Quelle -
# C&C3 Tiberium Wars = AKtivierung nicht möglich?



## GxGamer (15. November 2013)

*C&C3 Tiberium Wars = AKtivierung nicht möglich?*

Joho Leutz,

ich hab schon alle möglichen Problemlösungen durch, der Support antwortet auch nicht mehr und via Google erreich ich auch nix.

Aber von Anfang an:
Anfang November (05.11) kaufte ich im Online-Store von Origin mal eben C&C3 Tiberium Wars. Nix dabei gedacht, funktionierte alles wunderbar, wie auch mit Steam.
Nun habe ich also C&C3 in meiner Origin Bibliothek. Folgendes Problem gab es gratis dazu:



			Dieser Inhalt steht nur eingeloggten Mitgliedern zur Verfügung.
        



Eine Woche lang hab ich mit dem Support herumgeschrieben, die wollten Screenshots und DxDiag - haben sie bekommen und seitdem keine Antwort mehr von denen.
In den offiziellen Foren existieren 2 Threads zu dem Thema (seit März 2013) - ohne Lösung oder Antwort.

Ich habe via Google selbst das ein oder andere Ergebnis gefunden - nur hilft nix dabei.
Manche schreiben von einem zu langem Installationspfad, andere von Problemen mit Netgear-Routern. Dies scheint aber eher den Multiplayer zu betreffen als die Origin-Aktivierung.

Ich hab nun folgendes schon durch:
Antivirensoftware aus
Freigegeben in Firewall (Windows)

Schriftliche Aufgabe 1 -
An welchem Datum wurde C&C3 Tiberium Wars laut dem Forenbeitrag über die C&C3-Aktivierung im Origin-Store gekauft?
Schriftliche Aufgabe 2 -
Fasse den Forenbeitrag über die C&C3-Aktivierung in zwei Sätzen zusammen.
Schriftliche Aufgabe 3 -
Setze den Forenbeitrag über die C&C3-Aktivierung ab seinem Ende fort.

Punktanmerkungen für Fotos -
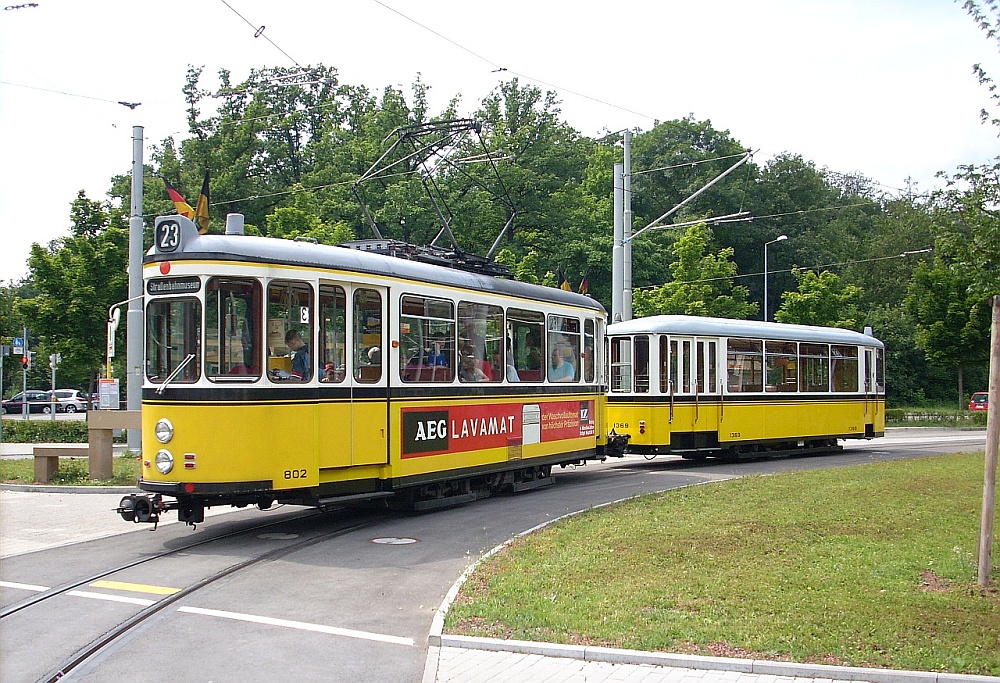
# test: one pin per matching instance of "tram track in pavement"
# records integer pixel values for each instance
(108, 639)
(73, 585)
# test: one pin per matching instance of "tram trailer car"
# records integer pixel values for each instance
(278, 371)
(700, 387)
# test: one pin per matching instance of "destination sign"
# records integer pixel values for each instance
(174, 285)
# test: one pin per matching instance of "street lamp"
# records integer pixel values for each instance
(766, 244)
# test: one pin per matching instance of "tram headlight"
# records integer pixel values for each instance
(164, 430)
(164, 461)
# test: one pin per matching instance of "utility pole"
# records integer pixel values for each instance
(134, 321)
(992, 446)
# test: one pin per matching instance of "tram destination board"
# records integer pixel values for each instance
(173, 285)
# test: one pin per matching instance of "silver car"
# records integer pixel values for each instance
(70, 400)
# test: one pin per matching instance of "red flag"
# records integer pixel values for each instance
(563, 282)
(182, 207)
(201, 208)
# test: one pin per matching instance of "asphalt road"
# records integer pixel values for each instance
(345, 608)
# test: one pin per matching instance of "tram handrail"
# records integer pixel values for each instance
(177, 370)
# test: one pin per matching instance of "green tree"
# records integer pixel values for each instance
(953, 322)
(76, 279)
(702, 283)
(821, 299)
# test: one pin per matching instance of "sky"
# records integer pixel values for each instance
(883, 88)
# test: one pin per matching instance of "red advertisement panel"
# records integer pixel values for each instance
(456, 429)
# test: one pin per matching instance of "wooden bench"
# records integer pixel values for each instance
(47, 459)
(99, 449)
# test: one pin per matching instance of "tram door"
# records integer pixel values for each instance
(369, 393)
(352, 418)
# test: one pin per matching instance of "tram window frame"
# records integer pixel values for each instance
(190, 340)
(219, 366)
(367, 331)
(781, 366)
(479, 321)
(814, 367)
(333, 333)
(423, 323)
(563, 334)
(705, 379)
(745, 365)
(286, 296)
(666, 371)
(589, 356)
(529, 360)
(620, 358)
(844, 369)
(640, 363)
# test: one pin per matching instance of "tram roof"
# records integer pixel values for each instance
(754, 329)
(269, 250)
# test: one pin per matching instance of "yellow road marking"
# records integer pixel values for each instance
(135, 587)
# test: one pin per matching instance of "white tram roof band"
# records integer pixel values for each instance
(269, 250)
(696, 326)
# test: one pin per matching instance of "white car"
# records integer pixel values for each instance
(70, 400)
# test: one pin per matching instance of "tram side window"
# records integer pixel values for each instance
(814, 367)
(705, 372)
(745, 365)
(232, 324)
(333, 333)
(665, 348)
(782, 366)
(844, 367)
(527, 340)
(426, 339)
(173, 340)
(589, 355)
(480, 329)
(289, 331)
(564, 349)
(367, 335)
(621, 365)
(641, 365)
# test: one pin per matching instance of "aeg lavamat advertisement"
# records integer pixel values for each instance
(455, 429)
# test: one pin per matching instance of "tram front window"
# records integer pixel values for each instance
(232, 318)
(173, 333)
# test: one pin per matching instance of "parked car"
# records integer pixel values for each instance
(979, 401)
(71, 400)
(38, 402)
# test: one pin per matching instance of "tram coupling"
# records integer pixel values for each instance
(140, 508)
(617, 443)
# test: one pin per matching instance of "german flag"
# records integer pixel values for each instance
(563, 282)
(182, 207)
(201, 208)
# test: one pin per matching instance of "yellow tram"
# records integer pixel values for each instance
(697, 386)
(291, 372)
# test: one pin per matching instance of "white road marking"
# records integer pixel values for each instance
(301, 625)
(23, 586)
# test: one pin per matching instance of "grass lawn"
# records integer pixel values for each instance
(871, 565)
(72, 472)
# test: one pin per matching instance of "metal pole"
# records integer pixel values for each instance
(992, 446)
(617, 250)
(133, 361)
(627, 230)
(24, 378)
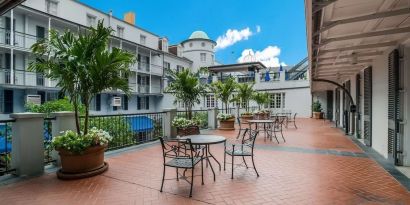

Schriftliche Antwort 1 -
Am 05.11., also Anfang November.

Schriftliche Antwort 2 -
GxGamer hat C&C3 Tiberium Wars Anfang November im Origin-Store gekauft, und seitdem tritt ein Problem bei der Aktivierung auf. Nach dem Versand von Screenshots und DxDiag antwortet der Support nicht mehr, und weder die offiziellen Foren noch Google-Ergebnisse helfen weiter, obwohl die Antivirensoftware bereits abgeschaltet und das Spiel in der Windows-Firewall freigegeben wurde.

Schriftliche Antwort 3 -
Router abgeklemmt (direkte Verbindung an Modem-Router)
Ports freigegeben, Port Forwarding,
mehrfach neu installiert, auch auf kürzeren Pfaden
Kompatibilitätsmodus, Administrator,

Es ist auch völlig wurscht was ich da eingebe - es kommt schlicht keine Verbindung.

Kennt jemand eine Lösung für das Problem? Ich hab hier im Forum schon Threads gefunden, aber das schien nicht an der Aktivierung zu liegen. Und nach den Threads soll das Game auch unter Windows 7 64 bit laufen.

Grüße

Edit: Ich rofl mich weg. Das Problem gibts seit 2011 in sämtlichen Sprachen.
http://forum.ea.com/eaforum/posts/list/7467005.page


----------



## Lelwani (15. November 2013)

*AW: C&C3 Tiberium Wars = AKtivierung nicht möglich?*

Ruf da einfach mal an dürfte ja der EA support sein hab ich auch schonma gemacht
EA Kundendienst - Support Hotlines - Spiele von EA

Das gute da können sie einfach nicht mehr nicht antworten und helfen tun sie dort eigentlich ganz gut.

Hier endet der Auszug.